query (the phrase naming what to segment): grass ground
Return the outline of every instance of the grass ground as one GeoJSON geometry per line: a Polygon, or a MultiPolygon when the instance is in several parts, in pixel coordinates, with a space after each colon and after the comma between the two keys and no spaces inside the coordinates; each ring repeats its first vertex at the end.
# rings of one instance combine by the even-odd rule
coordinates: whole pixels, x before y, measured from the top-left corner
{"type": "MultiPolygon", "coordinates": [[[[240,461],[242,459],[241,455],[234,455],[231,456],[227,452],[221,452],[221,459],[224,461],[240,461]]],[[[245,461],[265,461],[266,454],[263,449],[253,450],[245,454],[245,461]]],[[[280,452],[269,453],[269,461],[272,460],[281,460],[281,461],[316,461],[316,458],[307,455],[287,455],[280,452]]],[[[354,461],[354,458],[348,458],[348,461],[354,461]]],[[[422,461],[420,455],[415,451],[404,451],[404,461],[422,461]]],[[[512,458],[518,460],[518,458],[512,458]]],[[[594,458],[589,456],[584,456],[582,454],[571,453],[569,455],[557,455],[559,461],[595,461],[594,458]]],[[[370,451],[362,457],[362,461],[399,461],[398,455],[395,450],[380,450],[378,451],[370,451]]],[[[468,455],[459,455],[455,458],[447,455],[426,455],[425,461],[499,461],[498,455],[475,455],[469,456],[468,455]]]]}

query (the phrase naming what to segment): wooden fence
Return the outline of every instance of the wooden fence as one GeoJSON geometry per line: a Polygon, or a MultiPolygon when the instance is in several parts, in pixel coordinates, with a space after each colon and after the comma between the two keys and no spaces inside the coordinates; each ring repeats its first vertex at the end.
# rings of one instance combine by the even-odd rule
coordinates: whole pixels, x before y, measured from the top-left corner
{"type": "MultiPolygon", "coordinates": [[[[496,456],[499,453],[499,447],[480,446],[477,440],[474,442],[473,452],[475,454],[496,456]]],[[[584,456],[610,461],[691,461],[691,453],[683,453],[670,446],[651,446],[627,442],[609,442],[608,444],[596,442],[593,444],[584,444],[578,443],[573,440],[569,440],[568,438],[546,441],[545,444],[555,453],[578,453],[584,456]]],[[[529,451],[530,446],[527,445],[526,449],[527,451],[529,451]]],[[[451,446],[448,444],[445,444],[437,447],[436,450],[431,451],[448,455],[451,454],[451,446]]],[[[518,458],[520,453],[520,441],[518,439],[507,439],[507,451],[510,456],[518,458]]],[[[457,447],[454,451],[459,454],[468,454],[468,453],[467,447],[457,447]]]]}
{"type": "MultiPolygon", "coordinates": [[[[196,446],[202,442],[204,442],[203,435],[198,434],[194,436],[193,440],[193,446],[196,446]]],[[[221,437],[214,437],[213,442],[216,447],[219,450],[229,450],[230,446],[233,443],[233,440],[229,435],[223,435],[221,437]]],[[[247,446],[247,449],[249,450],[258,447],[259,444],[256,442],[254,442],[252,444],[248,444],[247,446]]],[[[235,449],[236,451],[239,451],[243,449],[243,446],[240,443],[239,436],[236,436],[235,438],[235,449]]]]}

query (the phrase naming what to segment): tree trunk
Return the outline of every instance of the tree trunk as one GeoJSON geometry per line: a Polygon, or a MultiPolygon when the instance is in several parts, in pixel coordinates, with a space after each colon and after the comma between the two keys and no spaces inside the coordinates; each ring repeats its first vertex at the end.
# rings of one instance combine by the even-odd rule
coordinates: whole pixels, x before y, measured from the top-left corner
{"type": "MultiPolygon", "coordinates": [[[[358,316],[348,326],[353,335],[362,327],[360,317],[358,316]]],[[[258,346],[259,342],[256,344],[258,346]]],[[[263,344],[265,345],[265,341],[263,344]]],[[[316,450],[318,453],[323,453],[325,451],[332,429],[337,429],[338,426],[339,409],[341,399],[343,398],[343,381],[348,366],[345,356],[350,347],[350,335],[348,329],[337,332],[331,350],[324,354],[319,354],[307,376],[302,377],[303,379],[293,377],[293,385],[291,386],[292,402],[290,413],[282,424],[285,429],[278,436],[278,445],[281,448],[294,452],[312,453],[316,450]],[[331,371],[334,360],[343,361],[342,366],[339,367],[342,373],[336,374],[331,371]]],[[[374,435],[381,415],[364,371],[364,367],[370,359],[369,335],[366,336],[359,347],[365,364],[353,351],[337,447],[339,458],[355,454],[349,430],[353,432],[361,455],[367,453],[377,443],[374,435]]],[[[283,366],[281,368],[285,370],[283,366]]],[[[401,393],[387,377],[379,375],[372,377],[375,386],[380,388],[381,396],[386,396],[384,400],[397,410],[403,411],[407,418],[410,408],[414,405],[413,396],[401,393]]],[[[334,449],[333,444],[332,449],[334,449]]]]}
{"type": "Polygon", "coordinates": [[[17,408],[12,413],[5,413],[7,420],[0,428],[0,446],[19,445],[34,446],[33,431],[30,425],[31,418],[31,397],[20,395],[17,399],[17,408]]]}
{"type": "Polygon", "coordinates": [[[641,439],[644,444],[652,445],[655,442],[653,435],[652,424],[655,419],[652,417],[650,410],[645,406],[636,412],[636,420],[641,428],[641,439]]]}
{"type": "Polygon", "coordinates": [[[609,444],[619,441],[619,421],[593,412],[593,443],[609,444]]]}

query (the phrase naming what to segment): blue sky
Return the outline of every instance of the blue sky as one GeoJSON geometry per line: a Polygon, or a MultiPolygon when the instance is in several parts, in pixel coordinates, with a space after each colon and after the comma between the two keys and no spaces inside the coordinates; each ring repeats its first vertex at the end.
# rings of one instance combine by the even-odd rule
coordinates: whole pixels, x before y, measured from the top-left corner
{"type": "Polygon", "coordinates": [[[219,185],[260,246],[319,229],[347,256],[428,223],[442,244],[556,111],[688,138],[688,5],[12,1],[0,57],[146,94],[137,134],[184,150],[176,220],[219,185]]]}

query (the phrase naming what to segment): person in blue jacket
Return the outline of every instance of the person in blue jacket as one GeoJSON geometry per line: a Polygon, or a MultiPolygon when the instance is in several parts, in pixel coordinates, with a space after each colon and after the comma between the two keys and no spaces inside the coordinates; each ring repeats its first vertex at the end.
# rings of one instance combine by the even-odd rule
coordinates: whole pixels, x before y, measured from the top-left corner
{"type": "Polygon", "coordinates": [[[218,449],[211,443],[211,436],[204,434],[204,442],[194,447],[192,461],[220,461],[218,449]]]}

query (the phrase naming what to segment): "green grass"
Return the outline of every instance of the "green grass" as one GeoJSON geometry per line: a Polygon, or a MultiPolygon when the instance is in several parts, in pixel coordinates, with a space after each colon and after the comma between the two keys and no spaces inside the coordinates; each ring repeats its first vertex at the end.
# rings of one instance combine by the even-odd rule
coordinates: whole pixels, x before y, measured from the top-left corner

- _Stated exercise_
Copy out the lines of the records above unchanged, beginning with the line that contains "query (the phrase naming what to segment): tree" and stopping after the line that contains "Return the outline of every instance of the tree".

- _Result below_
query (the phrase naming what to segment): tree trunk
Return the outline of every instance of the tree trunk as one GeoJSON geometry per line: a Polygon, or a MultiPolygon when the instance is in several parts, in pixel coordinates, with a space after each colon and after the comma between the two keys and no spaces inside the coordinates; each ring repeats its first vertex at the end.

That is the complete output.